=== EXTRACTED ENTRIES ===
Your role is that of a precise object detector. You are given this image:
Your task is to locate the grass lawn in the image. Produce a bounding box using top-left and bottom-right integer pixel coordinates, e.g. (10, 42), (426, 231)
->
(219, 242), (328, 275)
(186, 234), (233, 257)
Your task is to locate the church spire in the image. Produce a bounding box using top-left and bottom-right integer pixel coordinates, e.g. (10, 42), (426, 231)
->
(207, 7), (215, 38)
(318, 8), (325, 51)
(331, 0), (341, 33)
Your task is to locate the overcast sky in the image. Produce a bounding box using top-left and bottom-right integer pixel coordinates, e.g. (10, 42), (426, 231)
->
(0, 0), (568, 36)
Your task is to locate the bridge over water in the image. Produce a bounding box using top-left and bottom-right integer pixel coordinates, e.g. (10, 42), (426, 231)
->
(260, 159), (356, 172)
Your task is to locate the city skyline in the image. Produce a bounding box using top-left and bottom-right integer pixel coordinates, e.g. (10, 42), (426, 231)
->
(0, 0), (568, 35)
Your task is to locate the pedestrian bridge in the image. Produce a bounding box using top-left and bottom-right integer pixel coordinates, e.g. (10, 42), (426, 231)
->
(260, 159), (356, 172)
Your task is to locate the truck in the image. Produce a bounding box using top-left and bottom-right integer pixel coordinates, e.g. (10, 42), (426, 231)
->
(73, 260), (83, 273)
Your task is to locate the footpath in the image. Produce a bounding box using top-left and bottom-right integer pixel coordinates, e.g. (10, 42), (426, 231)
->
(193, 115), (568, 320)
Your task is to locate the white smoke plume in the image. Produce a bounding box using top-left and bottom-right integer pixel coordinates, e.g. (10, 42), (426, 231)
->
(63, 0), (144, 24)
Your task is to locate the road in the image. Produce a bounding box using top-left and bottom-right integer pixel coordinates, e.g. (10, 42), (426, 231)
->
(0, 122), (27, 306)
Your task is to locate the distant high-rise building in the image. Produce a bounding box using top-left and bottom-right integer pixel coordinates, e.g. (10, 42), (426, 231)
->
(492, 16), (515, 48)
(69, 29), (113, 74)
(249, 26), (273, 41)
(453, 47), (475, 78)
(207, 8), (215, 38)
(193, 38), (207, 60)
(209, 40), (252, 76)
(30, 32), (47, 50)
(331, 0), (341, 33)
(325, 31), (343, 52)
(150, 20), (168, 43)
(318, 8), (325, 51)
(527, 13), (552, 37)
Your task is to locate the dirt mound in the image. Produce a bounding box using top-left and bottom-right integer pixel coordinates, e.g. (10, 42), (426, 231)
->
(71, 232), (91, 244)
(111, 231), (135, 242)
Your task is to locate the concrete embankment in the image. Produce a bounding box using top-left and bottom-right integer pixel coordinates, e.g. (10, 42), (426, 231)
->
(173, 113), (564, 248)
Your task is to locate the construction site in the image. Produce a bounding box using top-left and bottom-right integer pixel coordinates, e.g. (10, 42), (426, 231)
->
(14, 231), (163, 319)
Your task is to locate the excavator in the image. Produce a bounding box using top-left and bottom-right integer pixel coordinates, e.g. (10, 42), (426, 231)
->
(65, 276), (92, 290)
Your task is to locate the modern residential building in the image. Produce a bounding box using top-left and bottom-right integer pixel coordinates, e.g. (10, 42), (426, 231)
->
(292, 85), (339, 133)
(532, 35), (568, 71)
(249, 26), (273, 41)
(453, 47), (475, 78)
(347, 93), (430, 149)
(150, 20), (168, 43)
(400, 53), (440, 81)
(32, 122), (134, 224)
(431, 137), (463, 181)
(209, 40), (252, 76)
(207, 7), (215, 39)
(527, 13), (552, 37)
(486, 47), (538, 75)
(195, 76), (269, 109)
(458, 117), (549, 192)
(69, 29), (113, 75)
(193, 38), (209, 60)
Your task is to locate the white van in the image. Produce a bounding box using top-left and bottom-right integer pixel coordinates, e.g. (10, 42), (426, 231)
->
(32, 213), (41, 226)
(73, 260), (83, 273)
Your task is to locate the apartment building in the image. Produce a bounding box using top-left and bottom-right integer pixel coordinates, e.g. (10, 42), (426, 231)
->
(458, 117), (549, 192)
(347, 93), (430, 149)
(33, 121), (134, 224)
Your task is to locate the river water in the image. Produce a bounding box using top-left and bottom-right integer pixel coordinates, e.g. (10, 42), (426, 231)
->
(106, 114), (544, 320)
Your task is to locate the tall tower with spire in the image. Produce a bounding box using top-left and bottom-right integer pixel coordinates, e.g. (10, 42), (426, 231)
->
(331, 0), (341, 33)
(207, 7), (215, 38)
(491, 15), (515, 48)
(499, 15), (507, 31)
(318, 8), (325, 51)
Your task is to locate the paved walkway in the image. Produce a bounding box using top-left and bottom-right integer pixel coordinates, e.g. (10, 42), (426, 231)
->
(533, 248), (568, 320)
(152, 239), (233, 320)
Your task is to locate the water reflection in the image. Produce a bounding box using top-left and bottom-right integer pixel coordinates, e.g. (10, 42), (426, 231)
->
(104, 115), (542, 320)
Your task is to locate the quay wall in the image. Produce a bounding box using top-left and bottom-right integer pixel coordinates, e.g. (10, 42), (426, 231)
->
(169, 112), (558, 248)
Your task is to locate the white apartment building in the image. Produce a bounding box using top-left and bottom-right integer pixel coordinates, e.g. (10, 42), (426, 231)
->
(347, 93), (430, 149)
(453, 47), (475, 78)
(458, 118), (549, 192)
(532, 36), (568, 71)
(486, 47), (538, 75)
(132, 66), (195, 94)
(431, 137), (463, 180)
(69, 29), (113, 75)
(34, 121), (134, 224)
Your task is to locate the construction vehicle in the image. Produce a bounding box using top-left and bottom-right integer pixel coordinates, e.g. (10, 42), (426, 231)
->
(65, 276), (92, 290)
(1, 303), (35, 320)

=== EXERCISE REQUIREMENTS ===
Convert the lines starting at the one that contains "Your task is to locate the overcast" and ending at the one that contains "(111, 231), (135, 242)" into a numbered list, skipping any blank lines.

=== THE REPLY ===
1. Your task is to locate the overcast sky in the image. Produce a bounding box using top-left and bottom-right integer pixel coordinates, e.g. (10, 42), (426, 231)
2. ->
3. (0, 0), (568, 36)
4. Your task is to locate the bridge over water in the image. Produce a bounding box using top-left and bottom-right integer pixel coordinates, e.g. (10, 42), (426, 231)
5. ->
6. (260, 159), (356, 172)
7. Your task is to locate the city skyline in the image. Produce a bounding box using top-left and bottom-right integer pixel coordinates, e.g. (10, 42), (426, 231)
8. ->
9. (0, 0), (568, 35)
10. Your task is to locate the pedestrian bridge in the image. Produce a bounding box using top-left and bottom-right integer pixel coordinates, e.g. (10, 42), (426, 231)
11. ->
12. (260, 159), (356, 172)
13. Your task is to locate the truck in the image. Produce a bounding box using top-left and bottom-right integer pixel coordinates, e.g. (10, 42), (426, 231)
14. ->
15. (73, 260), (83, 273)
16. Your task is to locate the footpath in the image. Produce a bounding box using top-left and bottom-right integer pixel coordinates, e.g. (10, 42), (426, 231)
17. ->
18. (193, 115), (568, 320)
19. Your task is to locate the white smoke plume in the image. Produce a bounding box using top-left and bottom-right integer pixel coordinates, e.g. (10, 42), (426, 231)
20. ->
21. (63, 0), (144, 24)
22. Your task is to locate the road in the image. Produce a bounding box using top-left and bottom-right integer pixel coordinates, e.g. (10, 42), (426, 231)
23. ->
24. (0, 122), (27, 306)
25. Your task is to locate the distant high-rise building in the image. Produce a bounding box using top-left and bottom-right integer pixel coordinates, e.g. (10, 42), (426, 231)
26. ->
27. (492, 16), (515, 48)
28. (69, 29), (113, 74)
29. (249, 26), (273, 41)
30. (453, 47), (475, 78)
31. (207, 8), (215, 38)
32. (193, 38), (207, 60)
33. (209, 40), (252, 76)
34. (30, 32), (47, 50)
35. (331, 0), (341, 33)
36. (325, 31), (343, 52)
37. (150, 20), (168, 43)
38. (318, 8), (325, 51)
39. (527, 13), (552, 37)
40. Your task is to locate the dirt mound in the image. Produce a bounding box using top-left and bottom-right integer pixel coordinates, e.g. (10, 42), (426, 231)
41. ->
42. (71, 232), (91, 244)
43. (111, 231), (135, 242)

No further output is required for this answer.